Exercise instructions -> Reproduce word for word everything in the asylum seekers passage from "Last year, The" down to "past few years.".

--- Start of Document passage ---

Voglio girare tutte le strade del mondo… senza frontieri, senza barrieri (I want to travel all the roads of the world… without borders, without barriers).

Last year, The Age hosted a regular website on the "flood" of "illegal" immigrants entitled "1999 - the year the trickle of boat people became a flood". Interestingly, the difference between a trickle and a flood seems to lie primarily in the media statements of the major political parties as opposed to sober analysis of the number of arrivals over the past few years.

Between 1990 and 1999, about 7,000 people arrived in Australia by boat seeking asylum. In 1994/5 the number was about 1,200, which fell to a low of 150 in 1997/98, and then back to about 1000 for 1998/99 . A flood?

In 1999, in Italian waters off the coast of Puglia, almost 60,000 people were arrested for crossing the border illegally. The Italian state has a military base on the small island of Saseno, from which navy ships and helicopters patrol the surrounding areas. There have been recorded incidents in which Italian navy and coastguard vessels have collided with vessels carrying people. Hundreds have died. Investigations have been held. In the past twelve months, almost 100,000 asylum seekers have entered Britain. This has risen from 46,000 in 1998. Britain plans to build more detention centers across the country. A similar number have crossed the border to Germany. The other week 58 people died in a shipping container on the back of truck trying to enter Britain.

--- End of Document passage ---
--- Start of Items ---

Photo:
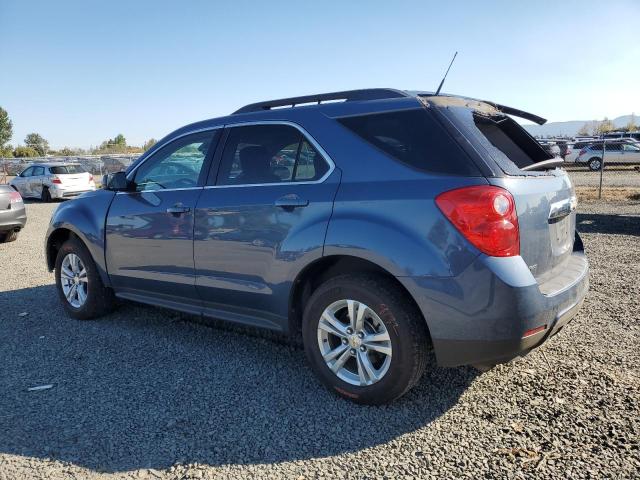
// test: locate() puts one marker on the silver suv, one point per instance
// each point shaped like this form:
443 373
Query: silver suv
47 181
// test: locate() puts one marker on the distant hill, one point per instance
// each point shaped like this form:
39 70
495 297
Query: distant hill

--- End of Items ---
--- Start of Items ---

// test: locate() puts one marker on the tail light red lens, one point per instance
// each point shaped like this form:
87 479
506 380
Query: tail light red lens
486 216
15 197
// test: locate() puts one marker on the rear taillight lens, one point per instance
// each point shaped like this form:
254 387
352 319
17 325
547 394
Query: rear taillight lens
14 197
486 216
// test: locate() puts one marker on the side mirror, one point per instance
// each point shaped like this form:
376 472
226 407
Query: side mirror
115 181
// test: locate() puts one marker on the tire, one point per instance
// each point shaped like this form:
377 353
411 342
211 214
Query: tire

--- End of Items ---

Answer to the exercise ->
Last year, The Age hosted a regular website on the "flood" of "illegal" immigrants entitled "1999 - the year the trickle of boat people became a flood". Interestingly, the difference between a trickle and a flood seems to lie primarily in the media statements of the major political parties as opposed to sober analysis of the number of arrivals over the past few years.